[Written exercise] Could you rewrite the items starting at the line that contains "Ground clasped hand" and ending at the end of the items, keeping the requests as they are but multiplying every bounding-box coordinate in the answers by 2.1 and rounding to whole numbers, with halves rounded up? Leave the pictures out.

----- Given records

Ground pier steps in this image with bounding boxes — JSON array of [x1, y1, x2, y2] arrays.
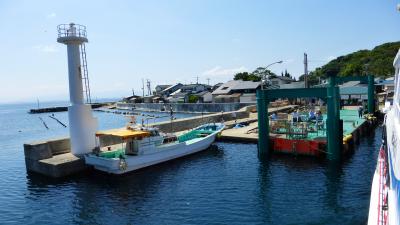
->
[[24, 138, 88, 178]]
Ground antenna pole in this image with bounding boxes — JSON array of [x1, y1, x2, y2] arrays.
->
[[142, 78, 144, 98], [304, 53, 308, 88]]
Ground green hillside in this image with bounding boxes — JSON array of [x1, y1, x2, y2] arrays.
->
[[310, 42, 400, 80]]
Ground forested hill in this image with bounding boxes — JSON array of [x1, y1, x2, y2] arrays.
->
[[310, 42, 400, 79]]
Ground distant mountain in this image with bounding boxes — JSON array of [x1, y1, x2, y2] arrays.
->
[[300, 42, 400, 81]]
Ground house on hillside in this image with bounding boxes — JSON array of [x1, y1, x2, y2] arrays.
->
[[193, 91, 212, 103], [167, 89, 189, 103], [212, 80, 260, 103], [159, 83, 183, 98], [155, 84, 172, 95], [269, 76, 295, 86], [180, 84, 210, 93], [122, 95, 143, 103]]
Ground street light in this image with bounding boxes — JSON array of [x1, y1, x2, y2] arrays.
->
[[261, 60, 283, 90]]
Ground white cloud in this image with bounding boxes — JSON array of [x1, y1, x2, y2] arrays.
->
[[231, 38, 241, 44], [202, 66, 247, 76], [33, 45, 58, 53], [46, 12, 57, 19]]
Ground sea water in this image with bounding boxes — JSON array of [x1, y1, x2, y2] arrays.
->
[[0, 103, 382, 224]]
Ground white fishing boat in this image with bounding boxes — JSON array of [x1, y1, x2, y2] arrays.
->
[[368, 46, 400, 225], [85, 123, 224, 174]]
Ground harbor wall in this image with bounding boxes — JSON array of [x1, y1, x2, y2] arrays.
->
[[117, 102, 255, 113]]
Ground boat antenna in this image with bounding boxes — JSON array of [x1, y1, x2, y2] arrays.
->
[[169, 104, 174, 133]]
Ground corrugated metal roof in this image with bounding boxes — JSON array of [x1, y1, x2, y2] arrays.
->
[[212, 80, 260, 95]]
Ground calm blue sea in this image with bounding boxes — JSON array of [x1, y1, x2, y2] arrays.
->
[[0, 103, 381, 224]]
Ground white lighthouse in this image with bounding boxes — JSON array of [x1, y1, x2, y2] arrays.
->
[[57, 23, 98, 155]]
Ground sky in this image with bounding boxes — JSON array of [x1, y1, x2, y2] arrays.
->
[[0, 0, 400, 103]]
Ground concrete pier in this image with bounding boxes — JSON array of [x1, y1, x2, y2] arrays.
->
[[24, 138, 88, 178]]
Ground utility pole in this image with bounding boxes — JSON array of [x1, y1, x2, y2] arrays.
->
[[142, 78, 144, 98], [304, 53, 308, 88]]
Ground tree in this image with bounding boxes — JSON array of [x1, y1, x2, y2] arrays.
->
[[189, 95, 199, 103]]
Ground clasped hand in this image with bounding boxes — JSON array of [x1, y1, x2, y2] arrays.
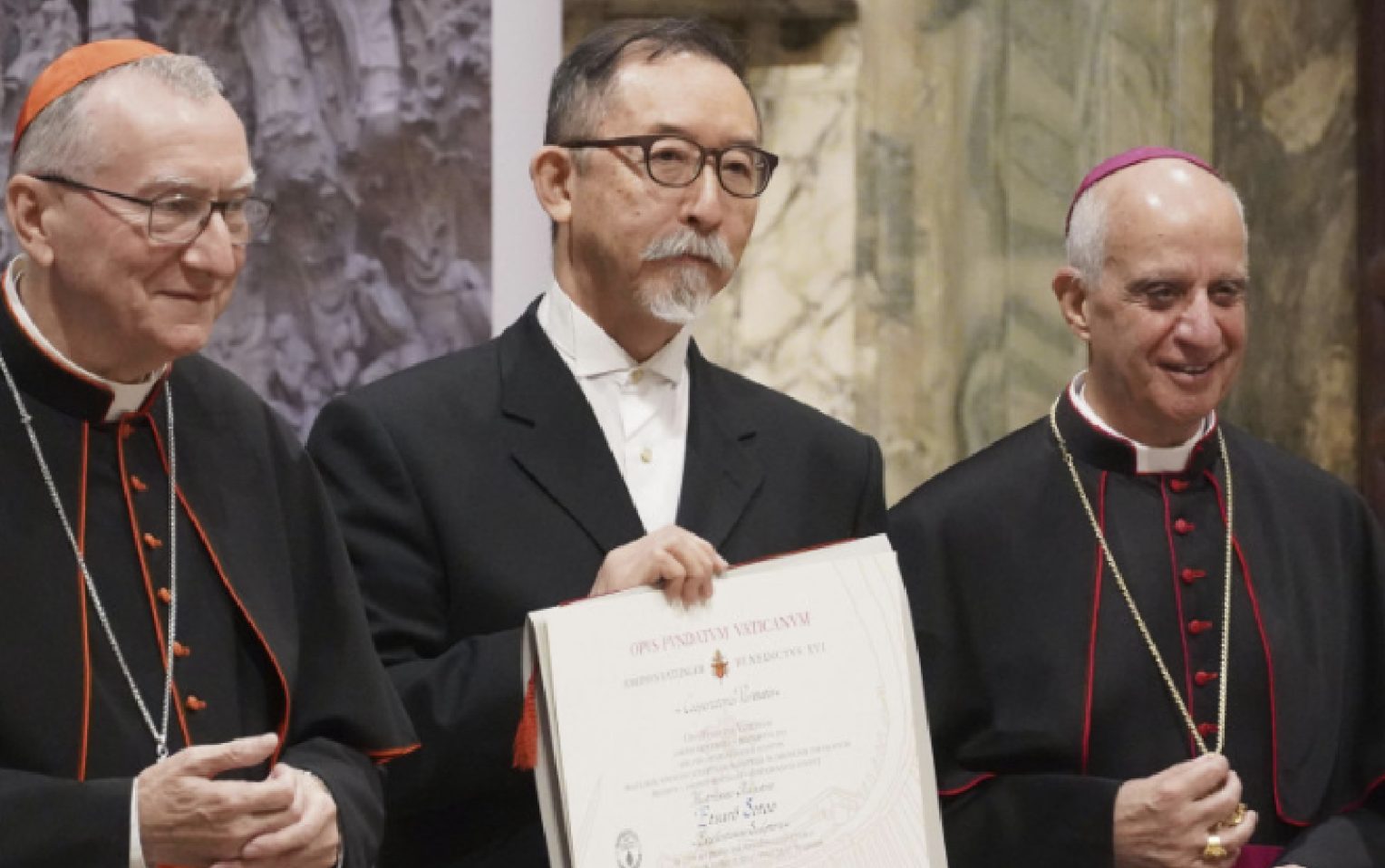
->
[[137, 734, 341, 868], [590, 525, 727, 605]]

----------

[Completed exercise]
Ground clasped hand in this image with bounding boxes — JSON array of [x1, y1, x2, y2] arrays.
->
[[288, 1541, 716, 1823], [1239, 1103, 1527, 1271]]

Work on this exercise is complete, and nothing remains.